Reproduce every line of the records below verbatim, leaving out the pictures.
+++ Records for this exercise +++
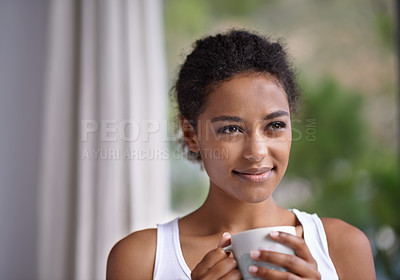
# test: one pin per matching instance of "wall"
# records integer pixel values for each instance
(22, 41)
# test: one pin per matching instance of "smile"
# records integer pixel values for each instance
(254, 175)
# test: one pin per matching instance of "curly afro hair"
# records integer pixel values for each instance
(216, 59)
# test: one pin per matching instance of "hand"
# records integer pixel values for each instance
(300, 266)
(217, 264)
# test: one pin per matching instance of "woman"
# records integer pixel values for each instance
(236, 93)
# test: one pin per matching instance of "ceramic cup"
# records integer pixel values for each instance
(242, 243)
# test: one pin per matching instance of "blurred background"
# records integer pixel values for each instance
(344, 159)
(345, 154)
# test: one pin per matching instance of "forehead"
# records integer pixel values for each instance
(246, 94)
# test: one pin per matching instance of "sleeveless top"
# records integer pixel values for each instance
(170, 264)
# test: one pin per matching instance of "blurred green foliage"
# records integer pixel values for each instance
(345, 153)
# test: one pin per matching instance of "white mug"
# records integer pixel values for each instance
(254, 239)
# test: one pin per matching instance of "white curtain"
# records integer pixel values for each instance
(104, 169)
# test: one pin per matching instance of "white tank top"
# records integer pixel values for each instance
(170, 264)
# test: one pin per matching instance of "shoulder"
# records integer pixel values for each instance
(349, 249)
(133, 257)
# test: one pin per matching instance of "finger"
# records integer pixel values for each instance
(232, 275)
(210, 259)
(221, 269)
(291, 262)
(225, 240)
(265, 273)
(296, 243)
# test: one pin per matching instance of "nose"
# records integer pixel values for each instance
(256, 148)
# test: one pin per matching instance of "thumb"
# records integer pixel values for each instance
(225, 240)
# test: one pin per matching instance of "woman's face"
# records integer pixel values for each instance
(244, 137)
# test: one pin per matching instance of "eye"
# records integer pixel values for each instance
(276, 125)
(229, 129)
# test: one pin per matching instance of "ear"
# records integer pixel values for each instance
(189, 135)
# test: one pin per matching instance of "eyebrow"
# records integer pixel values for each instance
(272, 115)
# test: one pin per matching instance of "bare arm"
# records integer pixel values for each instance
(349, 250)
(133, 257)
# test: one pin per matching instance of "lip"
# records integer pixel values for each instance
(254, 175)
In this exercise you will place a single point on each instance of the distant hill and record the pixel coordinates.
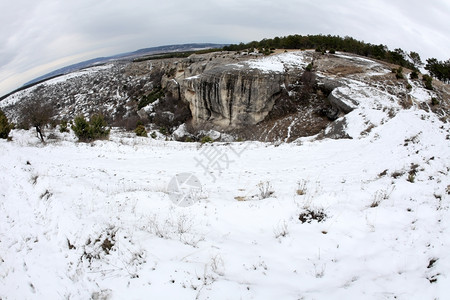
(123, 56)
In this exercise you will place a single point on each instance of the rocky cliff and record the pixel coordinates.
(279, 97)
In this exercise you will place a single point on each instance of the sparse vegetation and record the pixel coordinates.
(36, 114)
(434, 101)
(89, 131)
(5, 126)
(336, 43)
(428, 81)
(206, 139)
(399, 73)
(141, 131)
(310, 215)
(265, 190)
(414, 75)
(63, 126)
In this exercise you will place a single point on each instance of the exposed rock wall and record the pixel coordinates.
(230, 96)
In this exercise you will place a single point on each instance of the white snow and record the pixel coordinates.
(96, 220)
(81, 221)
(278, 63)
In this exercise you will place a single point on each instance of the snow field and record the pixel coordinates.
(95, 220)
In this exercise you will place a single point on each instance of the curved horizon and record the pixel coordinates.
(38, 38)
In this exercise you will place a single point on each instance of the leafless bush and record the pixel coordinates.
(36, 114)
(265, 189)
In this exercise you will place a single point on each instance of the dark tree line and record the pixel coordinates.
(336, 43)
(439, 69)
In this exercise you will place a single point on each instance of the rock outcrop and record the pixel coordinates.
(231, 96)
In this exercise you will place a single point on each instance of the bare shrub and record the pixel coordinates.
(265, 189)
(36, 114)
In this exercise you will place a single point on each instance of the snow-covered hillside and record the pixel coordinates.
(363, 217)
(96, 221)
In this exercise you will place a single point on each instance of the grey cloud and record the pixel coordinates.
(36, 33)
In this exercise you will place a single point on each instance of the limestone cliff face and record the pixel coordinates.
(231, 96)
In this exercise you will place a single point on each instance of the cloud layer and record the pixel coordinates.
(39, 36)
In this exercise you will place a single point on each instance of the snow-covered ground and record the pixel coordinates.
+++
Answer for this exercise:
# test: one pin per matching instance of "wall"
# records integer pixel values for each instance
(22, 41)
# test: one pin per matching instance of "smile"
# records integer pixel values for each instance
(254, 175)
# test: one pin per matching instance of "curly afro hair"
# records integer pixel values for each instance
(216, 59)
# test: one pin per matching instance of "hand"
# records integer pixel values for each instance
(300, 266)
(217, 264)
# test: one pin per matching instance of "woman"
# records integer pixel values for each instance
(236, 93)
# test: one pin per matching instance of "ceramic cup"
# records integer pixel values for each instance
(242, 243)
# test: one pin per matching instance of "blurred background"
# records integer pixel values for each instance
(344, 159)
(345, 154)
# test: one pin per matching instance of "forehead"
# records integer pixel values for each instance
(246, 94)
# test: one pin per matching instance of "sleeveless top"
# records integer pixel values for each instance
(170, 264)
# test: one pin per matching instance of "blurred green foliage"
# records integer pixel values for each instance
(345, 153)
# test: one pin per matching instance of "white mug"
# records integer pixel values for each instance
(254, 239)
# test: one pin per matching instance of "white curtain"
# records integer pixel values for each instance
(104, 169)
# test: one pin per matching instance of "white tank top"
# records integer pixel values for each instance
(170, 264)
# test: one pin per matching instance of "shoulder"
# records integer pixel values for each instance
(349, 249)
(133, 257)
# test: one pin per matching instance of "finger"
# records integer pixel values for each instance
(232, 275)
(210, 259)
(221, 269)
(291, 262)
(225, 240)
(265, 273)
(296, 243)
# test: one pin per matching instance of "nose"
# records integer pixel values for each instance
(256, 148)
# test: one pin per matching instance of "thumb"
# records integer pixel values for each instance
(225, 240)
# test: one pin per matching instance of "woman's face"
# records integer pixel values for each instance
(244, 137)
# test: one pin per matching instance of "eye"
# records integer pixel values for each instance
(276, 125)
(229, 129)
# test: one pin per matching instance of "ear"
# records integer pixel values for each instance
(189, 135)
# test: one pin per matching instance of "eyebrow"
# records integer pixel values for each instance
(272, 115)
# test: one pin per matching instance of "bare arm"
# records integer pixel values for each instance
(349, 250)
(133, 257)
# test: one pin per matching instance of "lip"
# records integer pixel values for each instance
(254, 175)
In this exercise you will place a single point on each instance of the distant hill and record the pixel coordinates.
(123, 56)
In this exercise you will place a single point on each instance of the rocky cliff and record the pixel coordinates.
(279, 97)
In this exercise you will place a single point on each instance of the sparse vegetation and record the pixel coordinates.
(36, 114)
(434, 101)
(89, 131)
(5, 126)
(336, 43)
(428, 81)
(206, 139)
(399, 73)
(141, 131)
(310, 215)
(265, 190)
(414, 75)
(63, 126)
In this exercise you will place a single point on each instance of the exposed rock wall and record the pixel coordinates.
(230, 96)
In this exercise you will place a single point on each instance of the white snow and record the pixel coordinates.
(96, 220)
(81, 221)
(278, 63)
In this exercise you will place a single point on each instance of the snow field and record the pixel coordinates.
(95, 220)
In this exercise you will place a single point on each instance of the curved horizon and record the pixel coordinates.
(38, 38)
In this exercise you will place a single point on each instance of the leafless bush and record the pixel coordinates.
(36, 114)
(265, 189)
In this exercise you will place a single point on each instance of the dark tree line and record the pixel coordinates.
(336, 43)
(439, 69)
In this exercise you will place a single point on each instance of the rock outcrop and record the pixel coordinates.
(231, 96)
In this exercise you will place a single point on each instance of the bare shrub and record the pixel coordinates.
(265, 189)
(36, 114)
In this exercise you will place a single point on each instance of the snow-covered hillside and record the pixel coordinates.
(363, 217)
(96, 221)
In this exercise you will place a single point on each instance of the grey cloud and record the pixel coordinates.
(36, 33)
In this exercise you will place a single point on each instance of the limestone cliff face and record the pixel coordinates.
(231, 96)
In this exercise you will place a single point on each instance of the cloud layer and record the pixel coordinates.
(39, 36)
In this exercise you will place a single point on each instance of the snow-covered ground and record the pixel coordinates.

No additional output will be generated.